Plaintiff responds only by stating that "MERS authorized LandAmerica Default Services' substitution in as trustee," and then cites a document that is apparently not before the Court. Pl.'s Opp'n to MERS at 12. It is unclear how this argument is intended to establish that MERS is doing business in violation of California law, given the statutory exemptions noted by MERS. Plaintiff has not established that MERS is conducting business in violation of section 191. MERS may defend itself in this action, and its lack of registration is no obstacle to foreclosure.
B. Declaratory Relief
As her first cause of action, Plaintiff seeks declaratory relief against SCME, MERS, Quality, and Aurora. Compl. ¶¶ 37-44. She asserts that she is the true equitable owner of the house, that the defendants are not holders of the promissory note which should accompany the Deed of Trust, and that MERS has no right to foreclose on the house. Id. ¶¶ 39-41. As this "cause of action" is ultimately a request for relief, in order to weigh it the Court must look to the underlying claims. See, e.g., Weiner v. Klais and Co., Inc., 108 F.3d 86, 92 (6th Cir. 1997) ("With regard to Count IV, in which plaintiff seeks declaratory relief, plaintiff has merely asserted a form of relief, not a cause of action. Plaintiff is not entitled to this relief in the absence of a viable claim."). Plaintiff offers two colorable claims within this cause of action: (1) that the defendants obtained their interest in the house through fraud, and (2) that the defendants are not holders of the promissory note in due course. See Compl. ¶¶ 39-40. In its Opposition, Plaintiff adopts this characterization of her request for declaratory relief. See Pl.'s Opp'n to Aurora at 9-11.
1. Fraud
Plaintiff alleges that the defendants "fraudulently obtained the Deed of Trust." Id. ¶ 39. Allegations of fraud must meet the requirements of Rule 9(b) of the Federal Rules of Civil Procedure. This means that Plaintiff "must state with particularity the circumstances constituting fraud. . . ." Fed.R.Civ.P. 9(b). In other words, Plaintiff must include "the who, what, when, where, and how" of the fraud. Vess v. Ciba-Geigy Corp. USA, 317 F.3d 1097, 1106 (9th Cir. 2003) (citations omitted). "The plaintiff must set forth what is false or misleading about a statement, and why it is false." Decker v. Glenfed, Inc., 42 F.3d 1541, 1548 (9th Cir. 1994).
..........
▸ **THE TASKS**:
(1) Against which parties does the plaintiff seek declaratory relief in the court excerpt?
(2) Repeat the court excerpt word for word, everything from "Plaintiff responds only" down to "obstacle to foreclosure.".
Rely solely on the court excerpt.

▸ **RECORDED INFORMATION**:
..........
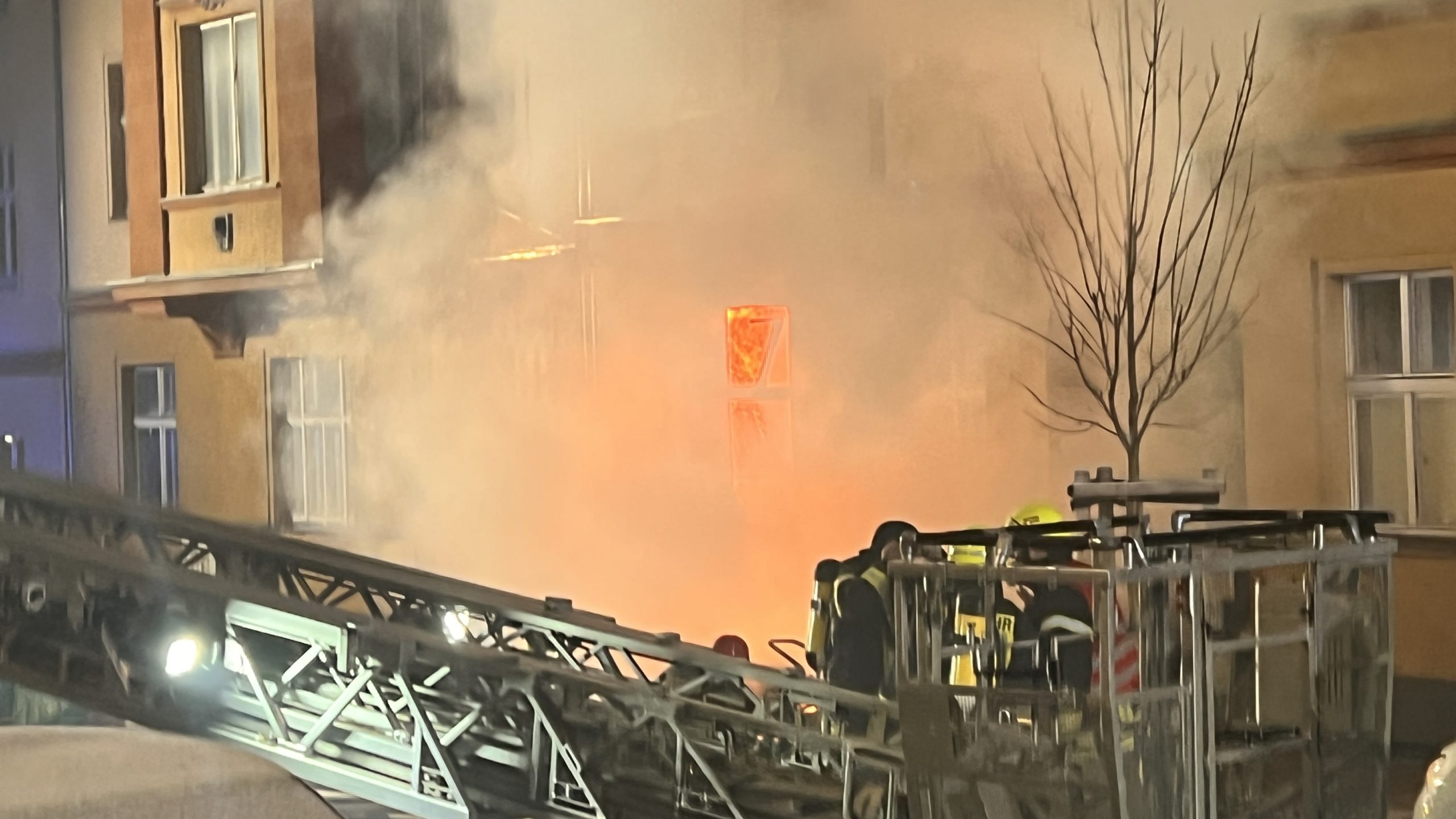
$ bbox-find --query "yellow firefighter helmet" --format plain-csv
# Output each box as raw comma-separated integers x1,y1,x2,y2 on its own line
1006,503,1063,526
..........
▸ **TASK ANSWERS**:
(1) SCME, MERS, Quality, and Aurora.

(2)
Plaintiff responds only by stating that "MERS authorized LandAmerica Default Services' substitution in as trustee," and then cites a document that is apparently not before the Court. Pl.'s Opp'n to MERS at 12. It is unclear how this argument is intended to establish that MERS is doing business in violation of California law, given the statutory exemptions noted by MERS. Plaintiff has not established that MERS is conducting business in violation of section 191. MERS may defend itself in this action, and its lack of registration is no obstacle to foreclosure.